[Begin]

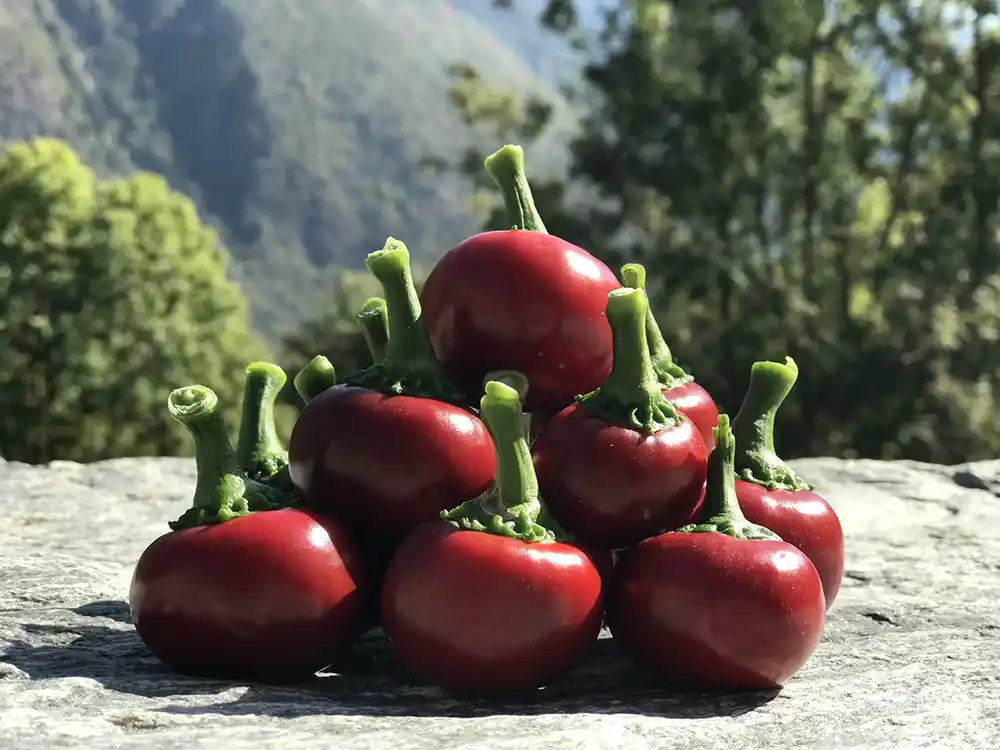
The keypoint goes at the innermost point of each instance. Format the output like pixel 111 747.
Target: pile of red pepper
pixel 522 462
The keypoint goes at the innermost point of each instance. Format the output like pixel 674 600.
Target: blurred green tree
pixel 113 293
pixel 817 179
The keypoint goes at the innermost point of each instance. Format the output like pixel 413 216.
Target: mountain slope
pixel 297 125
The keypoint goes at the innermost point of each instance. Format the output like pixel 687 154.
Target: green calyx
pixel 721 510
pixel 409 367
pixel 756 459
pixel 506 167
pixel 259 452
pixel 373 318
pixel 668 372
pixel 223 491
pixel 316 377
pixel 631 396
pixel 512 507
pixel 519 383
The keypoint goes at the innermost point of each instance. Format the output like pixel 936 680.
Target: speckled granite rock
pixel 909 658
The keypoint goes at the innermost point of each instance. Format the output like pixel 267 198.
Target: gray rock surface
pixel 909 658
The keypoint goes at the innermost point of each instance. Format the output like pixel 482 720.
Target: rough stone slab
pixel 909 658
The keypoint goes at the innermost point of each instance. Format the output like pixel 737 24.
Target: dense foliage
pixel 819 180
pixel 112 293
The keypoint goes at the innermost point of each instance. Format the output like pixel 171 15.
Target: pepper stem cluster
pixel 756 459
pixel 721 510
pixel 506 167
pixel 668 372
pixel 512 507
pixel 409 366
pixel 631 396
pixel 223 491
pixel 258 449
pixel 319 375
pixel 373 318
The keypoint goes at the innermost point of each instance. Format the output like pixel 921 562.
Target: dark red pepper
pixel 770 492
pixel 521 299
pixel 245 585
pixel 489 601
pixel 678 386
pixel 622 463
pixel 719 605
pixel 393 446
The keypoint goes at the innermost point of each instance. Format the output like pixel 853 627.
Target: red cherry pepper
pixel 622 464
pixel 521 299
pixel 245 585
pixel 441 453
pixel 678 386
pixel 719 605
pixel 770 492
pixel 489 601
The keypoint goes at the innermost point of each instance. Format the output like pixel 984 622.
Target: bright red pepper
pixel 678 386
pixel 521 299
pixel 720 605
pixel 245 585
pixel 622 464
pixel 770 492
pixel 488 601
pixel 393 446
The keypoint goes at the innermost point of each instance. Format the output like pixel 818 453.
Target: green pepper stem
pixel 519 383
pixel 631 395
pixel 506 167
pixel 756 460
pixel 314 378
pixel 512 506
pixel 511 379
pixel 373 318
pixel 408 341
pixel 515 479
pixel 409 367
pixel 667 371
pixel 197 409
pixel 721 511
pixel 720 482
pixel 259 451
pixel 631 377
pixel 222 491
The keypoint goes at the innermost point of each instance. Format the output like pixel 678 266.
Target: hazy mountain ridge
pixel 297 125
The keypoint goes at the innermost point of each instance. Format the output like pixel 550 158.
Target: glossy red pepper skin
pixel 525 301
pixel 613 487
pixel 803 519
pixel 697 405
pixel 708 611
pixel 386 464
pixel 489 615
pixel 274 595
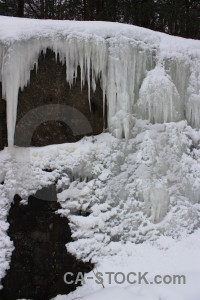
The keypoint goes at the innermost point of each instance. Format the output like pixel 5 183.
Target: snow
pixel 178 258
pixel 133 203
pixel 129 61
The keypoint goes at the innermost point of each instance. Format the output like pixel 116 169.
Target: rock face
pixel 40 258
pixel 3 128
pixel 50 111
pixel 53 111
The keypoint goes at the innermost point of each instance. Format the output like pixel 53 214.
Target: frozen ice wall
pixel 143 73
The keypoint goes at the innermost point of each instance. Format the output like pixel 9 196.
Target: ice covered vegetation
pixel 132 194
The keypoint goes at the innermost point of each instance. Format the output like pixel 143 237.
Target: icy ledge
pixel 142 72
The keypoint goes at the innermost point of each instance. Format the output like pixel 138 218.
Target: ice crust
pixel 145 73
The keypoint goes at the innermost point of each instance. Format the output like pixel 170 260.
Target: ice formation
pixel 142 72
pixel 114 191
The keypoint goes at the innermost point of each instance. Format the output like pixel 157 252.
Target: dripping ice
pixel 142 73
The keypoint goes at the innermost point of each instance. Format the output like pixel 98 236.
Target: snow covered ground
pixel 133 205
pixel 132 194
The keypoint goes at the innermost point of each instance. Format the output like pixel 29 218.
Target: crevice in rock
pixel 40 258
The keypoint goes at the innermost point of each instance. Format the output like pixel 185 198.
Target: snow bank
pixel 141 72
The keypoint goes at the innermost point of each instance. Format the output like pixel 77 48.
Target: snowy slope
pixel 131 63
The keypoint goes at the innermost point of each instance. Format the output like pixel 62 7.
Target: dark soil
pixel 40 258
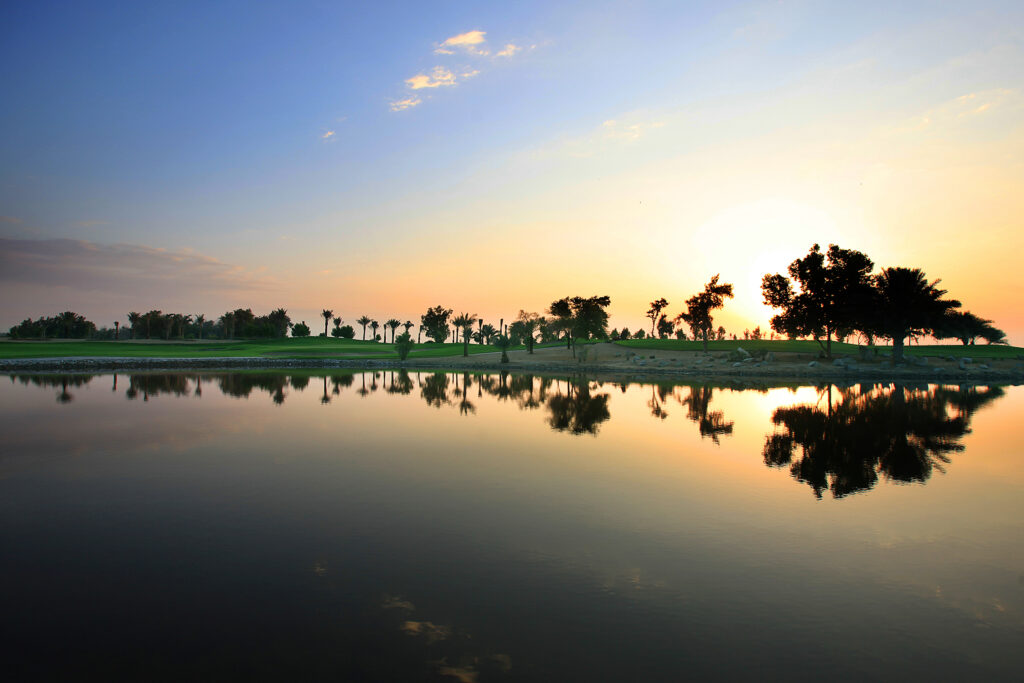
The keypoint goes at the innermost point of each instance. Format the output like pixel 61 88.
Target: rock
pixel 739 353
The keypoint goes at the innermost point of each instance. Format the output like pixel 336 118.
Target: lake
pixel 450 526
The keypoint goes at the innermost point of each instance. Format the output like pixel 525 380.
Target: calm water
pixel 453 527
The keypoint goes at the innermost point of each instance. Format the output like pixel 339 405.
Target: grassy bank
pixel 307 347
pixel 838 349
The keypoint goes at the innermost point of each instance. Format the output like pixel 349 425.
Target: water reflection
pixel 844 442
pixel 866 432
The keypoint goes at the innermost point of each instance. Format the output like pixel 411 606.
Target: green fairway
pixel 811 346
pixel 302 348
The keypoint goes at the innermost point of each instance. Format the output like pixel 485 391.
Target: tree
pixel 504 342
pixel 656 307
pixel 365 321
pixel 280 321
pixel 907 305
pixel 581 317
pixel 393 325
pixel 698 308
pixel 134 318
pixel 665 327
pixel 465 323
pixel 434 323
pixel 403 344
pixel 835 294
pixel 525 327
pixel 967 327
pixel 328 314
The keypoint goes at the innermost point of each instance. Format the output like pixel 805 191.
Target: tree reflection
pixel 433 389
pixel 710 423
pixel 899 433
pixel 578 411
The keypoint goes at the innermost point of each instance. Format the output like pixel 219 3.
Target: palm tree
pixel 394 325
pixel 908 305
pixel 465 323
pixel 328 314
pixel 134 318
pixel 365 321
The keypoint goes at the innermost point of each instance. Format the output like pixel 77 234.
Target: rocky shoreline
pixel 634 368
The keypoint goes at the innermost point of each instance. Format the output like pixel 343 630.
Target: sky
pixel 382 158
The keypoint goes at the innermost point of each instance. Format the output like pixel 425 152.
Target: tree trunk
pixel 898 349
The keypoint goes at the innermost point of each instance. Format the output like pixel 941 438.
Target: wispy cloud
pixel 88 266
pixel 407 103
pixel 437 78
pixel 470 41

[End]
[Begin]

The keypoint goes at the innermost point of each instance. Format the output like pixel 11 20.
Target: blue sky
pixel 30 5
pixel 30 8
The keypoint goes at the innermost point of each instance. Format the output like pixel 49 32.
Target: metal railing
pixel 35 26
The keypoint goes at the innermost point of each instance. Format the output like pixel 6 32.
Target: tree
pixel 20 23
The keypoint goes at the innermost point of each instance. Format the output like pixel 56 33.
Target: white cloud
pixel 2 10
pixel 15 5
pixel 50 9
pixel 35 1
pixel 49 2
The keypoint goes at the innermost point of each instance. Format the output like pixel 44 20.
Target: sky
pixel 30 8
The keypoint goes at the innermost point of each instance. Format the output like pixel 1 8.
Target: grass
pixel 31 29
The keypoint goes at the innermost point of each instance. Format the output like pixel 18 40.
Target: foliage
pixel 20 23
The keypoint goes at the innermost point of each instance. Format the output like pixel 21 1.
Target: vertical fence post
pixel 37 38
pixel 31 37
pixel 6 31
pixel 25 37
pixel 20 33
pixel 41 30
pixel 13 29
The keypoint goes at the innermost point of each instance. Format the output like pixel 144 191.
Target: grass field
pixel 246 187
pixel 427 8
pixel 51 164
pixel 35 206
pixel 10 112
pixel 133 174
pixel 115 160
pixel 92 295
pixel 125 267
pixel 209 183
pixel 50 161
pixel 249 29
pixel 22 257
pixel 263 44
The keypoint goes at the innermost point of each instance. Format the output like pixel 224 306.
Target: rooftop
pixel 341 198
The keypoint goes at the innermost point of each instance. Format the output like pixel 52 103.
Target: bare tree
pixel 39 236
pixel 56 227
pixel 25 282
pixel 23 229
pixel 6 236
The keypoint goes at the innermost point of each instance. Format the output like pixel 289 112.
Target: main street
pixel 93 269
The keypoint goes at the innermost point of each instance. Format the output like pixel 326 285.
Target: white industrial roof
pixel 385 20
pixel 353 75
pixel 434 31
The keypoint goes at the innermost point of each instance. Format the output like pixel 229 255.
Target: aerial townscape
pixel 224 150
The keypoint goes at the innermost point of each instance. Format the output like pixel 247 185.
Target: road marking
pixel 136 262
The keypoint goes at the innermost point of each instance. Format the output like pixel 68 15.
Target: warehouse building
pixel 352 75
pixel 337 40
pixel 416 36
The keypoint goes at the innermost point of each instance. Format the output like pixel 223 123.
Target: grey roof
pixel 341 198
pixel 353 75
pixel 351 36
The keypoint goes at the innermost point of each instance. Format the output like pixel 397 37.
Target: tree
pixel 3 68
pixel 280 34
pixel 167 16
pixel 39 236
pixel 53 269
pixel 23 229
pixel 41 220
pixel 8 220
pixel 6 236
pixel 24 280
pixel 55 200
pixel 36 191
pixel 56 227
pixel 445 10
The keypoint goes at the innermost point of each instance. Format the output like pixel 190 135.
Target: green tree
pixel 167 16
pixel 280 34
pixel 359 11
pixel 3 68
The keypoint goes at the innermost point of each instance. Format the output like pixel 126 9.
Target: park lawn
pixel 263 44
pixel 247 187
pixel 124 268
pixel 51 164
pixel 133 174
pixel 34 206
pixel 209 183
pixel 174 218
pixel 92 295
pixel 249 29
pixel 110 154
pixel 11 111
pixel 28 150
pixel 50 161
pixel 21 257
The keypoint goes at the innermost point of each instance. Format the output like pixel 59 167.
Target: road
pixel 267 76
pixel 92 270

[End]

#### GOAL
State how many lines in the rows above contain the word "mountain". Give only the number.

#### TASK ANSWER
2